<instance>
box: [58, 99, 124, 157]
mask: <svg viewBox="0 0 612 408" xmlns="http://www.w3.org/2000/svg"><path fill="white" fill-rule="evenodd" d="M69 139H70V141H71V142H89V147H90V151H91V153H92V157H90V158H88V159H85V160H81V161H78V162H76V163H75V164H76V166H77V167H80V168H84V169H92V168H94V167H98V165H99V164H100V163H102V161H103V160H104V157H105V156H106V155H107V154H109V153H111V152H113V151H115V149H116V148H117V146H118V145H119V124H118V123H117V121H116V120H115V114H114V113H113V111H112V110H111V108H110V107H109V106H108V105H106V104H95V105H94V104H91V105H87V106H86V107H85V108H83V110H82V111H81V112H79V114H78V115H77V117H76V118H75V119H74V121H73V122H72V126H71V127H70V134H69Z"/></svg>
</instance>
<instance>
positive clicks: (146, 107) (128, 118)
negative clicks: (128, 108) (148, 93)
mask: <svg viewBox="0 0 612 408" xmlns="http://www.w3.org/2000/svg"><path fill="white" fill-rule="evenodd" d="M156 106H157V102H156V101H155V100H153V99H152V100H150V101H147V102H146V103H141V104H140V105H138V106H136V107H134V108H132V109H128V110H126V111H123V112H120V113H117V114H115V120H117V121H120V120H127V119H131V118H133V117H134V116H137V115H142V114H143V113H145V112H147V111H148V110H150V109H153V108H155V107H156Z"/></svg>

- - -

Exercise goal:
All of the entries should be transcribed exactly as they appear.

Answer below:
<instance>
box: [58, 99, 124, 157]
mask: <svg viewBox="0 0 612 408" xmlns="http://www.w3.org/2000/svg"><path fill="white" fill-rule="evenodd" d="M69 139H70V141H71V142H89V147H90V151H91V153H92V157H90V158H88V159H85V160H81V161H78V162H76V163H75V164H76V166H77V167H80V168H84V169H92V168H94V167H98V165H99V164H100V163H102V161H103V160H104V157H105V156H106V155H107V154H109V153H111V152H113V151H115V149H116V148H117V146H118V145H119V124H118V123H117V121H116V120H115V114H114V113H113V111H112V110H111V108H110V107H109V106H108V105H106V104H95V105H94V104H91V105H87V106H86V107H85V108H83V110H82V111H81V112H79V114H78V115H77V117H76V118H75V119H74V121H73V122H72V126H71V127H70V134H69Z"/></svg>
</instance>
<instance>
positive clicks: (146, 107) (128, 118)
negative clicks: (128, 108) (148, 93)
mask: <svg viewBox="0 0 612 408" xmlns="http://www.w3.org/2000/svg"><path fill="white" fill-rule="evenodd" d="M156 106H157V102H156V101H155V100H153V99H152V100H150V101H147V102H146V103H141V104H140V105H138V106H136V107H134V108H132V109H128V110H126V111H123V112H120V113H117V114H115V120H117V121H120V120H127V119H131V118H133V117H134V116H137V115H142V114H143V113H145V112H147V111H148V110H150V109H153V108H155V107H156Z"/></svg>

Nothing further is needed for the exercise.